• [EXCERPTED TEXT]
···

While TikTok isn’t selling ads, it hasn’t stopped its distribution partners from doing so. Loop Media, which places TVs in restaurants and other commercial venues, carries a TikTok channel that streams posts from the platform, but every three minutes or so Loop serves an ad. Likewise, Ivee sells ads on its in-car tablet network, including via its new TikTok app distribution.

If a TikTok advertiser wants to extend to OOH media, the platform will facilitate that campaign with partners like Ivee or Loop, Page said. But those aren’t TikTok-native advertisers or ad units served by TikTok.

Other TikTok screens carry different business models. Reach TV is a network of screens in airports. There, TikTok sends a three-minute packet of entertaining posts per hour of other content.

New screens, new people

TikTok isn’t just investing in new screen distribution because someday it may turn the spigot and begin serving ads and monetizing content itself.

The product is useful for advertisers, Page said, even if TikTok isn’t serving the ads.

“Most advertisers make something very specific for TikTok,” he said. But programs like Ivee or Loop are ways for TikTok to show advertisers that ads, sponsored creator posts or even just top-end organic content they produce can be coupled with an OOH program to amplify the TikTok mobile app.

“We’re always growing this network of screens to showcase not only content, but also some really creative ways to advertise,” he said.

Although TikTok is a breakout hit, having surpassed social networks like Snapchat and Pinterest to become a major scaled player like Facebook and Instagram, the company still thinks hard about how it reaches new people.

For people who are older than 25 and haven’t tried TikTok yet, the eponymous mobile app probably isn’t going to be the first or next exposure to TikTok content. They’re more likely to see an actual stream of TikTok posts in a rideshare,  an airport, a bar, etc.

“We’re not just the singing and dancing app anymore,” Page said. “To those customers that maybe have never seen a TikTok, we’re able to showcase the mature side of TikTok.”

In that way, the new screens product is more important as a way to introduce the social network to nonusers, or even to those who are skeptical that they would find interesting or educational content on TikTok.

···

• [RAW RECORDS]
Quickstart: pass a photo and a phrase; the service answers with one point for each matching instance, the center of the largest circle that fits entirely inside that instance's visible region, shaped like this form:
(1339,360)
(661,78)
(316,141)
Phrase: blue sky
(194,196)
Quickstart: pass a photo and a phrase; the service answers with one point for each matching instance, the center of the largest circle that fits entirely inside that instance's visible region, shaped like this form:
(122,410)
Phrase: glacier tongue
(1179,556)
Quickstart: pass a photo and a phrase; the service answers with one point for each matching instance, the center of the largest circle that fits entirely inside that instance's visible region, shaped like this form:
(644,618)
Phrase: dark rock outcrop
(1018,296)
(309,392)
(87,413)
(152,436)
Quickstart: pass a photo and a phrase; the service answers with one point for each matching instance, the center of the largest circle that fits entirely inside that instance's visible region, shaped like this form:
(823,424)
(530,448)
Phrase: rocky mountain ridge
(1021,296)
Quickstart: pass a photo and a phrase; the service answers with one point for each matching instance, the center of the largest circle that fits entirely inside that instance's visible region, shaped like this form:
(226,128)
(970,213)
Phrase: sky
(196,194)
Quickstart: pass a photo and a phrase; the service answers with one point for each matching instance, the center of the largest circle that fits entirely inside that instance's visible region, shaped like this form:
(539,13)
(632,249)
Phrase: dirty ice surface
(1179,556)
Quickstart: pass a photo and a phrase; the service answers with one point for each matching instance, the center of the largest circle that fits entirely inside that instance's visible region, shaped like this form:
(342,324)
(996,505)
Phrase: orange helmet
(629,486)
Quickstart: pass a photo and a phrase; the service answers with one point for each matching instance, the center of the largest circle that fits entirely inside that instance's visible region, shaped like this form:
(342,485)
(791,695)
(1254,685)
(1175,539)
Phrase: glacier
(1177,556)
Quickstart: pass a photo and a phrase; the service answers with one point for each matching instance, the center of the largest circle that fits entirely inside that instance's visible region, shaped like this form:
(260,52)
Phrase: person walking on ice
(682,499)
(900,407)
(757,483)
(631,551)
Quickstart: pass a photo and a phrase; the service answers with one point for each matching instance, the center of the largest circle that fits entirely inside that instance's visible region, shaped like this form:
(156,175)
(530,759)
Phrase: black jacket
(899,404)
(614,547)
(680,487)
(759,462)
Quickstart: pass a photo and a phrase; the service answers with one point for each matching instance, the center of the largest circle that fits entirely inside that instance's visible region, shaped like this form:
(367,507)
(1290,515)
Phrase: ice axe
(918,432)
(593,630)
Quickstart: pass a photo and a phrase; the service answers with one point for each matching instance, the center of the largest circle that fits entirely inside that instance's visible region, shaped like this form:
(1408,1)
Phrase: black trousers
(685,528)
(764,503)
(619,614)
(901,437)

···

• [JOB] Reproduce the entire excerpt on TikTok's distribution through out-of-home screens word for word.

• [THE RESPONSE]
While TikTok isn’t selling ads, it hasn’t stopped its distribution partners from doing so. Loop Media, which places TVs in restaurants and other commercial venues, carries a TikTok channel that streams posts from the platform, but every three minutes or so Loop serves an ad. Likewise, Ivee sells ads on its in-car tablet network, including via its new TikTok app distribution.

If a TikTok advertiser wants to extend to OOH media, the platform will facilitate that campaign with partners like Ivee or Loop, Page said. But those aren’t TikTok-native advertisers or ad units served by TikTok.

Other TikTok screens carry different business models. Reach TV is a network of screens in airports. There, TikTok sends a three-minute packet of entertaining posts per hour of other content.

New screens, new people

TikTok isn’t just investing in new screen distribution because someday it may turn the spigot and begin serving ads and monetizing content itself.

The product is useful for advertisers, Page said, even if TikTok isn’t serving the ads.

“Most advertisers make something very specific for TikTok,” he said. But programs like Ivee or Loop are ways for TikTok to show advertisers that ads, sponsored creator posts or even just top-end organic content they produce can be coupled with an OOH program to amplify the TikTok mobile app.

“We’re always growing this network of screens to showcase not only content, but also some really creative ways to advertise,” he said.

Although TikTok is a breakout hit, having surpassed social networks like Snapchat and Pinterest to become a major scaled player like Facebook and Instagram, the company still thinks hard about how it reaches new people.

For people who are older than 25 and haven’t tried TikTok yet, the eponymous mobile app probably isn’t going to be the first or next exposure to TikTok content. They’re more likely to see an actual stream of TikTok posts in a rideshare,  an airport, a bar, etc.

“We’re not just the singing and dancing app anymore,” Page said. “To those customers that maybe have never seen a TikTok, we’re able to showcase the mature side of TikTok.”

In that way, the new screens product is more important as a way to introduce the social network to nonusers, or even to those who are skeptical that they would find interesting or educational content on TikTok.